### Trecho do texto
%%
O SR. ENTREVISTADOR (Ivan Santos) - A que a senhora atribui esse seu amor pela vida, esse seu entusiasmo, porque muitas vezes as pessoas, até com menos idade do que a senhora, já estão acabrunhadas, já estão desistindo da vida, e a senhora tem um entusiasmo muito grande. Qual é a sua receita para ter esse entusiasmo pela vida?

A SRA. BEATRIZ RIFF - Amor. Amor. Amor no sentido mais amplo. Amor por tudo e por todos. Pelos seres humanos, pelos seres vivos que, às vezes, são mais humanos do que os outros. E amor, despertar amores, viver amores. (Riso.) É isso. Não é uma boa lição de vida? Então? Você também acha, é claro né?

O SR. ENTREVISTADOR (Tarcísio Holanda) - Bem coquete.

A SRA. BEATRIZ RIFF - Hã? O quê?

O SR. ENTREVISTADOR (Tarcísio Holanda) - Bem coquete, agora.

A SRA. BEATRIZ RIFF - Eu acho que..... coquete que você quer dizer é bem feminina?

O SR. ENTREVISTADOR (Tarcísio Holanda) - É.

A SRA. ENTREVISTADORA (Ana Maria Lopes de Almeida) - Charmoso.

O SR. ENTREVISTADOR (Tarcísio Holanda) - Bem charmosa.

A SRA. BEATRIZ RIFF - Charmosa! Bom isso, sei lá se isso é um charme, se vocês acham que é um charme, muito obrigada.

A SRA. ENTREVISTADORA (Ana Maria Lopes de Almeida) - Ela é perfeita.

O SR. ENTREVISTADOR (Tarcísio Holanda) - A senhora transmite simpatia, alegria, irradia uma fonte de energia muito forte.
%%
### Dados disponíveis
%%
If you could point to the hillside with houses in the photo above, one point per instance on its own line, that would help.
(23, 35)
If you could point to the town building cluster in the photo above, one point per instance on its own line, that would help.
%%
### Objetivo
Na entrevista, que receita Beatriz Riff aponta para manter o entusiasmo pela vida?

### Resposta da tarefa
O amor no sentido mais amplo, por tudo e por todos.